### Written problem
Recast every one of these lines as a Markdown table with two columns, "Row" for the row number and "Line" for the line itself, and skip any blank lines.

[Point placement records]
◆ ◆ ◆

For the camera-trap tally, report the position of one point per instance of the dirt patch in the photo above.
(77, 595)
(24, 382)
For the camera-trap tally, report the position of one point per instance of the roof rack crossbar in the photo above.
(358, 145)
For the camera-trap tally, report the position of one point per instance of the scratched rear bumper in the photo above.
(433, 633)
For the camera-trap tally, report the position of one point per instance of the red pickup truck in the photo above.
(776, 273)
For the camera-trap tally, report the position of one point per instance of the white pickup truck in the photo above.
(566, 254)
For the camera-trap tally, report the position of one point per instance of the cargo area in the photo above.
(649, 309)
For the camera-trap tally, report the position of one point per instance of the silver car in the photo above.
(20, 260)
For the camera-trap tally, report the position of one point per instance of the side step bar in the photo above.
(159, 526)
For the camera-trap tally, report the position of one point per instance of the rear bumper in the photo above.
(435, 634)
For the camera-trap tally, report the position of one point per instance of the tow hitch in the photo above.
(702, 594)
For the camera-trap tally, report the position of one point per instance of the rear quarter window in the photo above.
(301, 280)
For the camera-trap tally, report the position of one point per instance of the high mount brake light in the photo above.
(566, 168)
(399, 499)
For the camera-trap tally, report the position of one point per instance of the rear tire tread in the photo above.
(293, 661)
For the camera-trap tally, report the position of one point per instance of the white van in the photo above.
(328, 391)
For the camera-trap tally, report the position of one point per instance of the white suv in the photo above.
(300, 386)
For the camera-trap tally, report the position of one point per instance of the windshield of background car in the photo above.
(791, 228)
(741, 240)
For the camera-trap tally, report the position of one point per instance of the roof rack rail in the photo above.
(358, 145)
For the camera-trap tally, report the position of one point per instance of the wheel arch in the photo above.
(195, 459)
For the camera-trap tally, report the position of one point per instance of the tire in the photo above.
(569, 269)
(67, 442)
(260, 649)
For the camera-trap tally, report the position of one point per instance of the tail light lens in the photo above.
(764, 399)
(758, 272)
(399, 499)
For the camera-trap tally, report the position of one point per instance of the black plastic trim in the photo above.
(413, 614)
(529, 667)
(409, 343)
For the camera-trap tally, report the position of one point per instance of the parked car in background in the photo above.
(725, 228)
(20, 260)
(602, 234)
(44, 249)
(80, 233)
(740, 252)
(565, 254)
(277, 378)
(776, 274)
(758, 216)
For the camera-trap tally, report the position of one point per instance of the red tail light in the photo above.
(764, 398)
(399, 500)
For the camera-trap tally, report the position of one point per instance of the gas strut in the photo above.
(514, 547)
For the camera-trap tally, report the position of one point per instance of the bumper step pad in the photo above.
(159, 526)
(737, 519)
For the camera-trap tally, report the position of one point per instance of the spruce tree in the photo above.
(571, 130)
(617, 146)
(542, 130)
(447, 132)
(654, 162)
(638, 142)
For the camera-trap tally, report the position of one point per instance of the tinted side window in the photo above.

◆ ◆ ◆

### Answer below
| Row | Line |
|---|---|
| 1 | For the camera-trap tally, report the position of one point per instance of the dirt patch in the photo above. |
| 2 | (77, 595) |
| 3 | (24, 382) |
| 4 | For the camera-trap tally, report the position of one point per instance of the roof rack crossbar in the photo above. |
| 5 | (358, 145) |
| 6 | For the camera-trap tally, report the position of one point per instance of the scratched rear bumper in the photo above. |
| 7 | (433, 633) |
| 8 | For the camera-trap tally, report the position of one point per instance of the red pickup truck in the photo above. |
| 9 | (776, 273) |
| 10 | For the camera-trap tally, report the position of one point per instance of the white pickup truck in the photo above. |
| 11 | (566, 254) |
| 12 | For the camera-trap tally, report the position of one point per instance of the cargo area in the photo above. |
| 13 | (649, 309) |
| 14 | For the camera-trap tally, report the position of one point per instance of the silver car in the photo above. |
| 15 | (20, 260) |
| 16 | For the camera-trap tally, report the position of one point per instance of the side step bar in the photo above. |
| 17 | (159, 526) |
| 18 | For the camera-trap tally, report the position of one point per instance of the rear bumper in the photo above. |
| 19 | (435, 634) |
| 20 | For the camera-trap tally, report the position of one point per instance of the tow hitch in the photo above. |
| 21 | (702, 594) |
| 22 | For the camera-trap tally, report the position of one point per instance of the rear quarter window in the photo above. |
| 23 | (301, 280) |
| 24 | For the camera-trap tally, report the position of one point per instance of the high mount brake light in the photo above. |
| 25 | (566, 168) |
| 26 | (399, 499) |
| 27 | For the camera-trap tally, report the position of one point per instance of the rear tire tread in the photo above. |
| 28 | (293, 661) |
| 29 | For the camera-trap tally, report the position of one point per instance of the white van in the photo above. |
| 30 | (328, 391) |
| 31 | For the camera-trap tally, report the position of one point per instance of the white suv in the photo above. |
| 32 | (300, 386) |
| 33 | For the camera-trap tally, report the position of one point per instance of the windshield of background car in the photo above. |
| 34 | (791, 228) |
| 35 | (741, 240) |
| 36 | For the camera-trap tally, report the position of one point per instance of the roof rack rail in the photo above. |
| 37 | (358, 145) |
| 38 | For the camera-trap tally, report the position of one point per instance of the wheel arch in the photo above. |
| 39 | (195, 459) |
| 40 | For the camera-trap tally, report the position of one point per instance of the tire in the photo above. |
| 41 | (569, 269) |
| 42 | (67, 442) |
| 43 | (260, 649) |
| 44 | For the camera-trap tally, report the position of one point per instance of the tail light lens in the photo above. |
| 45 | (764, 399) |
| 46 | (758, 272) |
| 47 | (399, 499) |
| 48 | For the camera-trap tally, report the position of one point per instance of the black plastic trim in the photo above. |
| 49 | (413, 614) |
| 50 | (529, 667) |
| 51 | (409, 343) |
| 52 | For the camera-trap tally, report the position of one point per instance of the parked car in background in the photo above. |
| 53 | (725, 228) |
| 54 | (20, 260) |
| 55 | (602, 234) |
| 56 | (44, 249) |
| 57 | (80, 233) |
| 58 | (740, 252) |
| 59 | (565, 254) |
| 60 | (277, 378) |
| 61 | (776, 274) |
| 62 | (758, 216) |
| 63 | For the camera-trap tally, report the position of one point per instance of the red tail light in the photo above. |
| 64 | (764, 398) |
| 65 | (399, 500) |
| 66 | For the camera-trap tally, report the position of one point per instance of the gas strut in the photo above. |
| 67 | (514, 547) |
| 68 | For the camera-trap tally, report the position of one point per instance of the bumper step pad in the photo above. |
| 69 | (159, 526) |
| 70 | (737, 519) |
| 71 | For the camera-trap tally, report the position of one point per instance of the spruce tree in the photo above. |
| 72 | (571, 130) |
| 73 | (617, 146) |
| 74 | (542, 130) |
| 75 | (447, 132) |
| 76 | (654, 162) |
| 77 | (638, 142) |
| 78 | For the camera-trap tally, report the position of one point per instance of the tinted side window in the photo above. |